Start of Quoted passage

Datalink Feedback VI: Semantics

François Bonnarel francois.bonnarel at astro.unistra.fr
Mon Apr 14 06:02:58 PDT 2014


Hi Pat, Markus, all
As far as the "full retrieval" is concerned (self) I don't think it 
belongs to the dataset. I think "dataset reterieval" is some kind of 
service and should be described via the "service-def" field.
     Secondly, i think we should not delegate  the minimal definition of 
a vocubulary to another group or document. If it is to be usefull this 
field has to be provided with a minimal usefull content from the 
beginning. This doesn't mean that a hierarchical refinment like it's 
proposed by Markus will not be usefull. With Mireille and Laurent I 
proposed something very similar to this hierarchy in November (see 
appended file).
     If we want to organize a Skos vocabulary, I think the datalink 
document has to provide the list of broader concepts, which could be 
refined now or later in the external document. So this basic "broad 
concepts" list has to be solid.
     I agree with Markus that basically the concepts driven by the 
semantics field are better to be types.
      By the way, if we want to refine the relationship between the 
dataset and what is retrieved through the link we could use the concept 
hierarchical refinment to do it.
       For example:
                 science
                         catalog
                                external_reference_catalog
       could be different relationship to the daset than
                 science
                        catalog
                               extracted_sources


Best regards
François

Le 08/04/2014 19:09, Patrick Dowler a écrit :
>
> I completely agree with this:
>
> - has to be useful for software to use semantcis to make decisions; 
> the description is for people
> - vocab should be maintained outside the DataLink specification
>
> with the caveat that I don't have much of an opinion on how such a 
> vocabulary should be maintained or what for it should take. It does 
> seem like SKOS should be looked at first.

End of Quoted passage
Start of Information shown

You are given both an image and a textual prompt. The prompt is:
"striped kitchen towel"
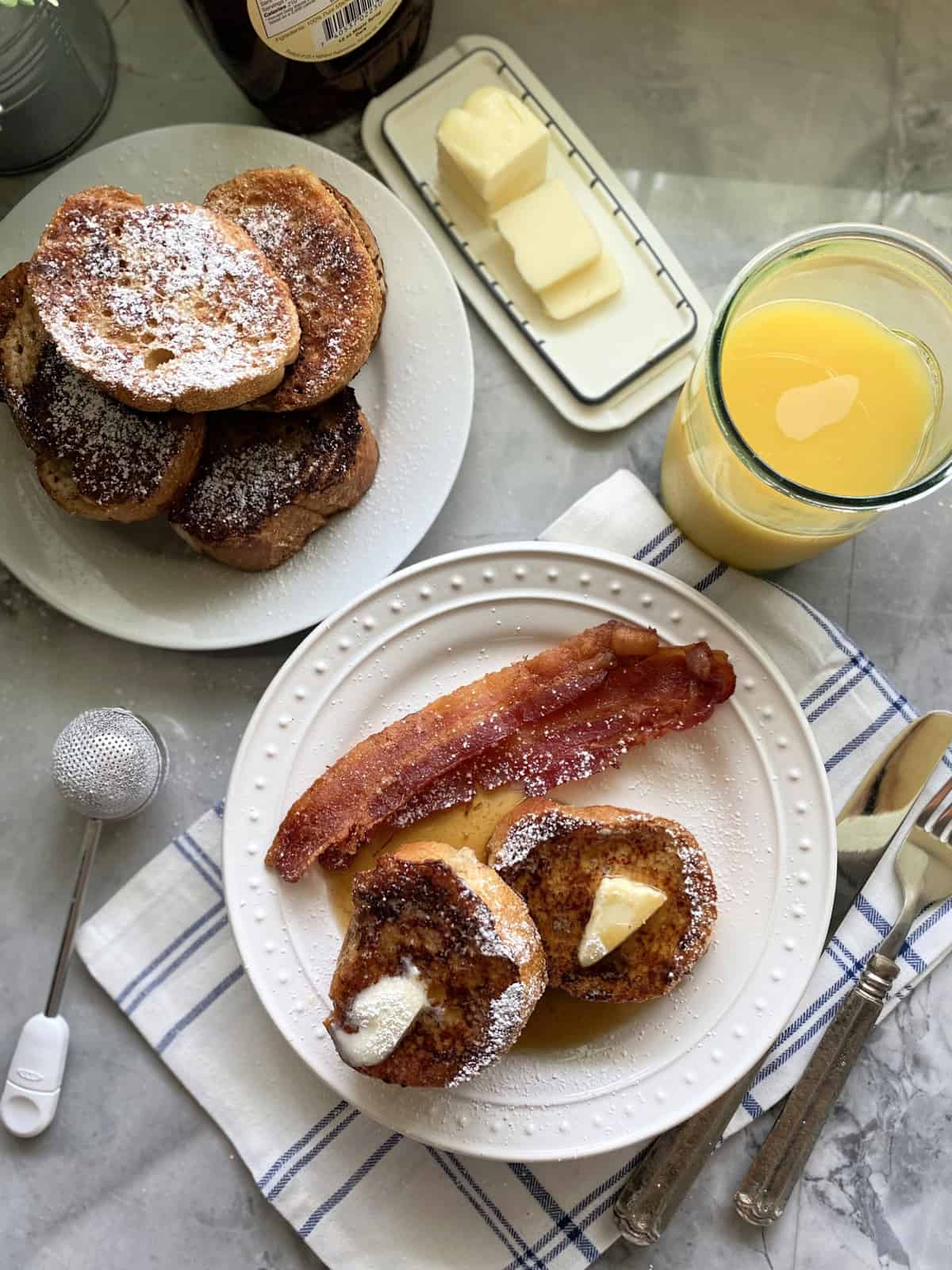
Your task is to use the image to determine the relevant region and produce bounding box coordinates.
[78,471,952,1270]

End of Information shown

**Prompt 1**.
Please decide whether each statement below agrees with the DataLink semantics message, answering yes or no and quoting the message's deciding words. (a) The message holds that full retrieval belongs to the dataset. (b) The message agrees with Markus that the concepts driven by the semantics field are better as types. (c) The earlier message quoted at the end says the vocabulary should be maintained within the DataLink specification.
**Prompt 2**.
Retype the stretch of the DataLink semantics message that opens with the words containing "If we want to organize" and closes with "to be types.".

**Correct output 1**.
(a) No: "I don't think it belongs to the dataset."
(b) Yes: "I agree with Markus that basically the concepts driven by the semantics field are better to be types."
(c) No: "vocab should be maintained outside the DataLink specification"

**Correct output 2**.
If we want to organize a Skos vocabulary, I think the datalink 
document has to provide the list of broader concepts, which could be 
refined now or later in the external document. So this basic "broad 
concepts" list has to be solid.
     I agree with Markus that basically the concepts driven by the 
semantics field are better to be types.